> [Your objective]:
Find every line below where the string "bicycle" shows up, and copy those lines.

** Records shown follows **

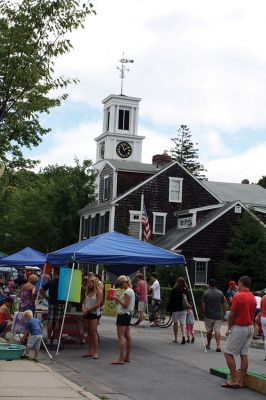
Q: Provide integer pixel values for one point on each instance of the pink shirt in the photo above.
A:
(263, 306)
(142, 290)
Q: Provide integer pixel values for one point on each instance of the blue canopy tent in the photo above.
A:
(114, 248)
(26, 256)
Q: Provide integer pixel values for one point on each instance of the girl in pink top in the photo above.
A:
(263, 319)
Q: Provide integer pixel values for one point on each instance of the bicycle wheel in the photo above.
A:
(164, 321)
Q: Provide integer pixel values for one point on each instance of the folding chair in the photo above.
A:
(71, 329)
(18, 325)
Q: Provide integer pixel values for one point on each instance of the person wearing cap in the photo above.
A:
(213, 308)
(231, 292)
(240, 332)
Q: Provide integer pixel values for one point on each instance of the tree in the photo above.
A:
(33, 33)
(246, 252)
(186, 153)
(41, 209)
(262, 181)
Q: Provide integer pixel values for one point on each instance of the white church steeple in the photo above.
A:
(119, 139)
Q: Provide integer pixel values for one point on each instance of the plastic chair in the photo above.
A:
(18, 325)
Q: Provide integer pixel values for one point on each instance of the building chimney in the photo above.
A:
(160, 160)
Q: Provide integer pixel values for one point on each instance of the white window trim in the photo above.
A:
(206, 260)
(104, 185)
(238, 209)
(193, 217)
(133, 213)
(123, 108)
(159, 214)
(174, 179)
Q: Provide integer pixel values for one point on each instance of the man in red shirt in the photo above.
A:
(240, 332)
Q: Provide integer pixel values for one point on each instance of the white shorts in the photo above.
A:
(179, 316)
(141, 306)
(239, 339)
(34, 342)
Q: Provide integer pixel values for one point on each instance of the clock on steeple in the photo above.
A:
(119, 139)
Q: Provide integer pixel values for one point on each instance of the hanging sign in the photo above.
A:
(64, 281)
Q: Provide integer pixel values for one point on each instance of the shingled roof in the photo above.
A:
(247, 194)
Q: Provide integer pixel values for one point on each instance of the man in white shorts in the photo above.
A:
(156, 296)
(240, 332)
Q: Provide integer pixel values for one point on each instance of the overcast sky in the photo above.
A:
(199, 63)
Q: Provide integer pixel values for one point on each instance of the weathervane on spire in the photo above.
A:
(123, 69)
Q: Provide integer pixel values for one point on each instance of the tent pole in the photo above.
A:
(147, 305)
(47, 351)
(38, 294)
(195, 308)
(64, 316)
(141, 213)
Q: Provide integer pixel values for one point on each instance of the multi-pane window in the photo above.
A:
(106, 188)
(159, 221)
(175, 190)
(123, 120)
(135, 216)
(201, 270)
(108, 121)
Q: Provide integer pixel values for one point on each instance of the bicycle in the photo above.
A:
(157, 316)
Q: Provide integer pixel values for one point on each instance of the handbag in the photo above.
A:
(258, 319)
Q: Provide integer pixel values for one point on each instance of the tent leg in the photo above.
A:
(38, 294)
(64, 316)
(47, 351)
(147, 305)
(195, 308)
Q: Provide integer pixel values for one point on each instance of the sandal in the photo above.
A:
(117, 362)
(228, 386)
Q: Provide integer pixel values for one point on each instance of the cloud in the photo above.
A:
(68, 144)
(197, 63)
(247, 165)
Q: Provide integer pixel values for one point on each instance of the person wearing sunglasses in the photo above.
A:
(125, 306)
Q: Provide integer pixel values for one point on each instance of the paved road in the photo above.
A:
(159, 368)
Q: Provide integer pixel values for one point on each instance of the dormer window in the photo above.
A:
(186, 221)
(175, 190)
(123, 120)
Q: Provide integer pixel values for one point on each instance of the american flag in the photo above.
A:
(146, 225)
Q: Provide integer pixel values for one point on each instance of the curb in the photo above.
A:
(72, 385)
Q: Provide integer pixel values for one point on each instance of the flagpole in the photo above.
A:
(141, 213)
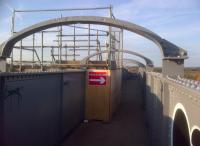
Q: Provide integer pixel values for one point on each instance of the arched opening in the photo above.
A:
(195, 139)
(180, 130)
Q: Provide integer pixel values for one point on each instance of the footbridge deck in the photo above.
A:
(76, 90)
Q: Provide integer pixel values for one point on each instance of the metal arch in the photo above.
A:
(169, 50)
(139, 64)
(147, 60)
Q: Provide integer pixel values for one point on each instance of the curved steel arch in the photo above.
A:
(169, 50)
(147, 60)
(139, 64)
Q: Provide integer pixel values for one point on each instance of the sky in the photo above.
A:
(175, 20)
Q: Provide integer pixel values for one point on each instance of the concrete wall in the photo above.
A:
(36, 109)
(163, 98)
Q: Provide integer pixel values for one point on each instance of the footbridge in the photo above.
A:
(67, 100)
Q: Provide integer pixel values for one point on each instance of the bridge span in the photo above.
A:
(98, 101)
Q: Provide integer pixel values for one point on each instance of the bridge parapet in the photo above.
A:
(165, 96)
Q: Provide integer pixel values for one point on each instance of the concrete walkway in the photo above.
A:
(126, 129)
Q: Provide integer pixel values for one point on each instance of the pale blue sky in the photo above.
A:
(175, 20)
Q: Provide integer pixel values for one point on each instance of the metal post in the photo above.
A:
(42, 47)
(66, 53)
(33, 53)
(13, 22)
(60, 60)
(110, 30)
(122, 46)
(88, 39)
(97, 44)
(74, 42)
(20, 68)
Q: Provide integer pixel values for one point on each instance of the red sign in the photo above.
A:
(97, 77)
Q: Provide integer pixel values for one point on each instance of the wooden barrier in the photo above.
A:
(103, 90)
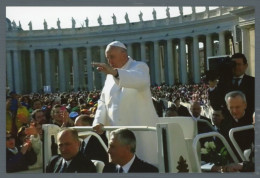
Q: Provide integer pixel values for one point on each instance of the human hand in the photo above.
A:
(98, 128)
(213, 84)
(26, 146)
(32, 130)
(103, 67)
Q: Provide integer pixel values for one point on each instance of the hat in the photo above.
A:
(117, 44)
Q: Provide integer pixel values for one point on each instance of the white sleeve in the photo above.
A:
(101, 113)
(136, 77)
(36, 143)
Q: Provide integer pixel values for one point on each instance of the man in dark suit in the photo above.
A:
(122, 145)
(181, 110)
(71, 159)
(90, 146)
(240, 81)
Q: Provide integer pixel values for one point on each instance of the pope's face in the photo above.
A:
(116, 57)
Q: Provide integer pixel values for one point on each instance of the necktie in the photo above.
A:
(82, 146)
(236, 82)
(120, 170)
(64, 167)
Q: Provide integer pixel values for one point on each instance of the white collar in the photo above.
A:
(240, 77)
(127, 166)
(67, 162)
(13, 150)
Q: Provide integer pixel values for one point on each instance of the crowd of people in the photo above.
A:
(126, 97)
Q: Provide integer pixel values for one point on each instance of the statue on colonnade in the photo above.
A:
(20, 26)
(73, 22)
(154, 14)
(58, 23)
(114, 19)
(168, 12)
(141, 16)
(181, 10)
(30, 25)
(45, 25)
(86, 21)
(14, 24)
(127, 18)
(100, 20)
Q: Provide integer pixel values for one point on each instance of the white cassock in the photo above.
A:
(127, 101)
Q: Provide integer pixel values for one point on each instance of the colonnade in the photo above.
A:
(171, 60)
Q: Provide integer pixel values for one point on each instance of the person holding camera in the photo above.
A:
(239, 81)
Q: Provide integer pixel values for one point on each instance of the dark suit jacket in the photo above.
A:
(138, 166)
(247, 86)
(95, 151)
(19, 162)
(245, 138)
(78, 164)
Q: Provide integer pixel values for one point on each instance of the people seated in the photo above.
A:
(90, 146)
(181, 110)
(60, 116)
(122, 145)
(18, 158)
(71, 159)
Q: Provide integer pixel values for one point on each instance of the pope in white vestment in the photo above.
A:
(126, 101)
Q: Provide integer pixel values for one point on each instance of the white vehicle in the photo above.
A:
(177, 137)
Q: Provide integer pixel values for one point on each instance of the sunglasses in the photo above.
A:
(9, 138)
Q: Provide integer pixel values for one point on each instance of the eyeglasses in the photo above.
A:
(9, 138)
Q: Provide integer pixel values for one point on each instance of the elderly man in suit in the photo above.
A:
(239, 116)
(90, 145)
(126, 96)
(240, 81)
(122, 146)
(71, 159)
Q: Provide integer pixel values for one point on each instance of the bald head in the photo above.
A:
(195, 109)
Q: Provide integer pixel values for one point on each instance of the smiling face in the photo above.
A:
(116, 57)
(236, 107)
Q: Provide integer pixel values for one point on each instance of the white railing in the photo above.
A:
(234, 142)
(211, 134)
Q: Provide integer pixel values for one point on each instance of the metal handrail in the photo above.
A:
(96, 135)
(210, 134)
(111, 128)
(234, 142)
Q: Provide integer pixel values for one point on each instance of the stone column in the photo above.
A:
(196, 60)
(208, 45)
(129, 49)
(222, 46)
(9, 70)
(75, 69)
(103, 60)
(89, 69)
(62, 83)
(143, 56)
(47, 68)
(183, 62)
(156, 63)
(245, 42)
(17, 72)
(170, 62)
(33, 71)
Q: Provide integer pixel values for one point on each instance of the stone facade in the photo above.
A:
(175, 48)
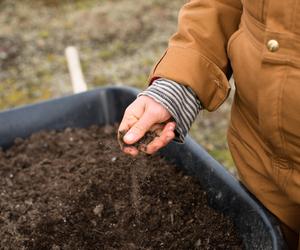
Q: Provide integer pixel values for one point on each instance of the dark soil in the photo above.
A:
(75, 189)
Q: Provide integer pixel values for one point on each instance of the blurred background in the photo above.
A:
(118, 41)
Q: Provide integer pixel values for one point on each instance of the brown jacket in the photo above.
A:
(260, 41)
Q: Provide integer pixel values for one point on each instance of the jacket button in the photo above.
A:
(272, 45)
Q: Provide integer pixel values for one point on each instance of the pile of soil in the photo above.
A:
(75, 189)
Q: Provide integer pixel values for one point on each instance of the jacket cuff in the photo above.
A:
(190, 68)
(180, 101)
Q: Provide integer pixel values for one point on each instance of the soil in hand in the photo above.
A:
(75, 189)
(141, 145)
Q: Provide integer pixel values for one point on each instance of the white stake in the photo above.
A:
(77, 78)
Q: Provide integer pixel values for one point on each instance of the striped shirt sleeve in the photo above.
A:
(179, 100)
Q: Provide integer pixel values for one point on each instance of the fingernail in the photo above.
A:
(171, 127)
(129, 137)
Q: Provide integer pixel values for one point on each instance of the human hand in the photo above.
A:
(143, 115)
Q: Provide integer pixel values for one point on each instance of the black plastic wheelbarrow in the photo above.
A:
(255, 225)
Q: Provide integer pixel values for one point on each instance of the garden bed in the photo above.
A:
(75, 189)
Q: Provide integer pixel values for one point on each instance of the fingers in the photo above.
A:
(127, 122)
(131, 151)
(138, 130)
(166, 136)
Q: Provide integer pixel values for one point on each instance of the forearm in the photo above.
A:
(179, 100)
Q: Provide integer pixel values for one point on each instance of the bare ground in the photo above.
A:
(119, 41)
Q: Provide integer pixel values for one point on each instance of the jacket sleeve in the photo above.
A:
(196, 56)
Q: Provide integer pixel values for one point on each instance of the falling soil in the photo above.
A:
(75, 189)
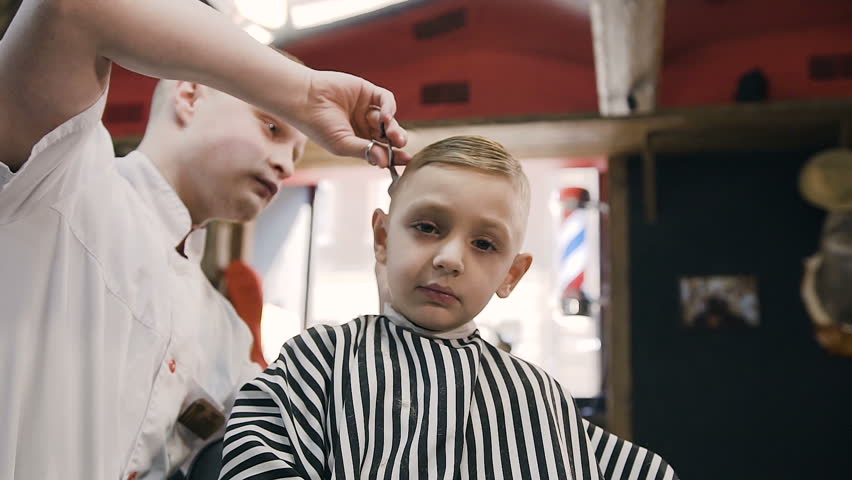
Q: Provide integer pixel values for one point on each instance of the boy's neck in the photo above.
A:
(462, 331)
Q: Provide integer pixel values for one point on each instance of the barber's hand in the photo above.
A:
(343, 112)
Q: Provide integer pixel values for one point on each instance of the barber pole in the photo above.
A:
(573, 248)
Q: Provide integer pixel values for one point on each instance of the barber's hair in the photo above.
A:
(478, 153)
(162, 93)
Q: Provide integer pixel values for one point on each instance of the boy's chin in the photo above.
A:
(435, 318)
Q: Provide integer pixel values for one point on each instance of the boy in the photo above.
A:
(416, 393)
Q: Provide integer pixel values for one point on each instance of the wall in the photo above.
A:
(760, 403)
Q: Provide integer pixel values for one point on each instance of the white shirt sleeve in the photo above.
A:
(56, 163)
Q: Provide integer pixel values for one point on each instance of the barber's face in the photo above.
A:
(241, 156)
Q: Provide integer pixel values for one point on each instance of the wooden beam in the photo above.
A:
(628, 42)
(616, 325)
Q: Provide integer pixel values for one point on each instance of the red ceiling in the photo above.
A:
(534, 57)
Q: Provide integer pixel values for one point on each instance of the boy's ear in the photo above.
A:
(185, 97)
(380, 235)
(519, 267)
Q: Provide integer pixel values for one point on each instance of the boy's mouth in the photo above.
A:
(438, 293)
(271, 188)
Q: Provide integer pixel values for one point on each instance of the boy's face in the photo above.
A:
(240, 156)
(450, 242)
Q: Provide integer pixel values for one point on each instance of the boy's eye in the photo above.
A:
(426, 228)
(484, 245)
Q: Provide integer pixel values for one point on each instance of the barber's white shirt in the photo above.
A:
(106, 332)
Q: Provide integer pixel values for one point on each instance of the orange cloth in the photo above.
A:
(245, 291)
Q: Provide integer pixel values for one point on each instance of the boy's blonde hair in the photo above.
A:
(478, 153)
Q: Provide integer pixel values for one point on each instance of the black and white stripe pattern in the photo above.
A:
(370, 399)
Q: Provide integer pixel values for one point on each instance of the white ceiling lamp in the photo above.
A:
(259, 33)
(322, 12)
(270, 14)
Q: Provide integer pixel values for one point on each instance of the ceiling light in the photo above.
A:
(259, 33)
(307, 15)
(271, 14)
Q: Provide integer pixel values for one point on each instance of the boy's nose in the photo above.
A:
(449, 257)
(282, 163)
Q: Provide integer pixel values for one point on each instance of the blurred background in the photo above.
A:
(664, 141)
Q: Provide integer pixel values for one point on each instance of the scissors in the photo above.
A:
(391, 165)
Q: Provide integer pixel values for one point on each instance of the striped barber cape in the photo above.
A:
(374, 399)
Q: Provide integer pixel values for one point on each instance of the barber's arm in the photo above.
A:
(55, 57)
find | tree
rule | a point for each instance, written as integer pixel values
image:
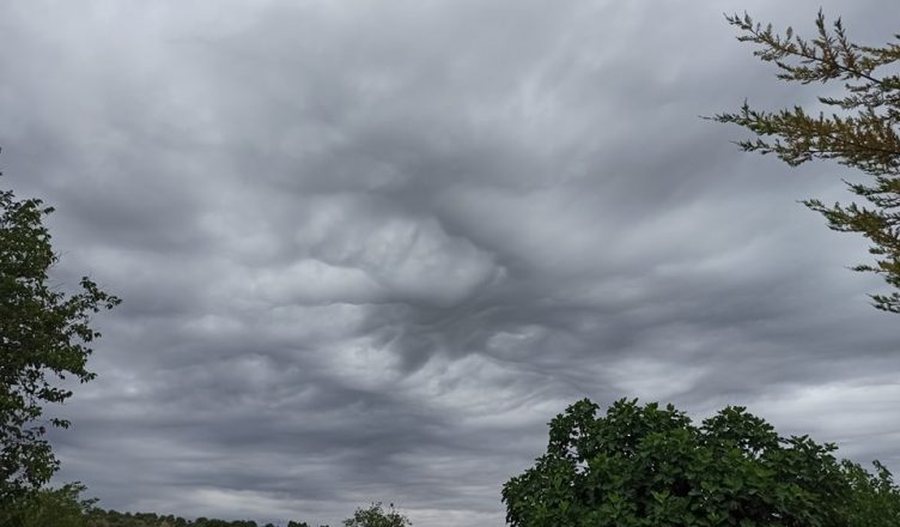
(648, 466)
(376, 516)
(45, 335)
(860, 133)
(61, 507)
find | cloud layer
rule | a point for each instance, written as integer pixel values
(367, 250)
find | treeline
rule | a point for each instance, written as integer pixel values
(111, 518)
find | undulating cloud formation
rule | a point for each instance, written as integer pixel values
(368, 249)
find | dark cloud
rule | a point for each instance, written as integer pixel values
(367, 251)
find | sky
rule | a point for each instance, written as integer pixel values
(368, 249)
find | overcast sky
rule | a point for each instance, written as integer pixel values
(368, 249)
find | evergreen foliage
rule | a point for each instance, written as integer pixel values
(860, 132)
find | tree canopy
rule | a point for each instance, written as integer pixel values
(860, 132)
(376, 516)
(649, 466)
(45, 335)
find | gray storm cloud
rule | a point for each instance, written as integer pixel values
(368, 249)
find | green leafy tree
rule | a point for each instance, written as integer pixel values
(648, 466)
(376, 516)
(45, 335)
(860, 131)
(60, 507)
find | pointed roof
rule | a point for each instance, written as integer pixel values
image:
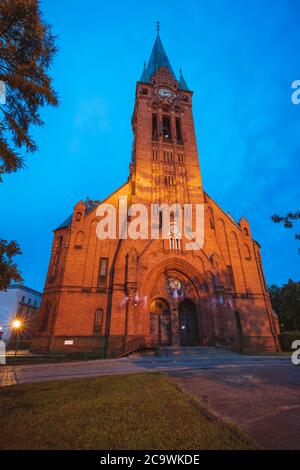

** End of Records shown **

> [Exercise output]:
Q: Provide integer pixel values for one point on each instance of the bicycle wheel in the photo above.
Q: Provide integer pixel values for one point on each instance of the bicycle in the photo above.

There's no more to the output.